<<<<
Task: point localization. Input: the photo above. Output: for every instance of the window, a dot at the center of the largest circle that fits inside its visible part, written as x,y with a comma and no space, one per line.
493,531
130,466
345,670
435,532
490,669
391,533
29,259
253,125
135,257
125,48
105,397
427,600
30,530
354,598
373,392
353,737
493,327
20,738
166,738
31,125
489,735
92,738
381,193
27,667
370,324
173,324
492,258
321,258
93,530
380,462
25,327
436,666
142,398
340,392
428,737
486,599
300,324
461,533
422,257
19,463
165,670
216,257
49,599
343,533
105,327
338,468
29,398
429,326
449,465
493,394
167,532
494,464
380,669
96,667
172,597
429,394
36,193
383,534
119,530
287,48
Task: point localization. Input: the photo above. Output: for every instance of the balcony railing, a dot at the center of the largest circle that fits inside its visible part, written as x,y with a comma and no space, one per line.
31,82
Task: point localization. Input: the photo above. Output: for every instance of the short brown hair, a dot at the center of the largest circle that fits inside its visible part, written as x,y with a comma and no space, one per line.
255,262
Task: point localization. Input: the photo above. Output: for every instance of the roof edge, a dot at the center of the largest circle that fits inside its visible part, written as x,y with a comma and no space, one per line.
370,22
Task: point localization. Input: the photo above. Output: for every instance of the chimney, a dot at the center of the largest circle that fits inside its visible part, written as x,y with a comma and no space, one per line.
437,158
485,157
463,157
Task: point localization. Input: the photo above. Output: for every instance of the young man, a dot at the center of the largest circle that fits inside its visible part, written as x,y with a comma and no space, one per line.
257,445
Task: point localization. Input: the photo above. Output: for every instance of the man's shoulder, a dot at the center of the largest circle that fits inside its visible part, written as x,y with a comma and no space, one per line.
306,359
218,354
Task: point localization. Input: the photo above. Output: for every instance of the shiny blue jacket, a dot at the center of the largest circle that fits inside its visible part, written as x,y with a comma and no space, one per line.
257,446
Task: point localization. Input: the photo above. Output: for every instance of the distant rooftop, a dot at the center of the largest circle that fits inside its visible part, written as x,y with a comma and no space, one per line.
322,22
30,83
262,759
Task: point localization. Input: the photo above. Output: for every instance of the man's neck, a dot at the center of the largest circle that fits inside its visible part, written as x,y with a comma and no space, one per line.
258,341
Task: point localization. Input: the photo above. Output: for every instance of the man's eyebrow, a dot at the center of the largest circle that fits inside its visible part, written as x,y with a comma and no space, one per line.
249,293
>>>>
_TASK_
Could you reproduce the data from the line containing "man's eyebrow, a" through the end, swapping "largest" for "biggest" and leaving everything else unchanged?

_RESPONSE TO THE EXERCISE_
Task: point localization. Input: the photo above. Output: for every instance of the man's eyebrow, a dot at the center of the biggest circle that fits inside its visible part, written as x,y with a comma and no space, one per line.
249,293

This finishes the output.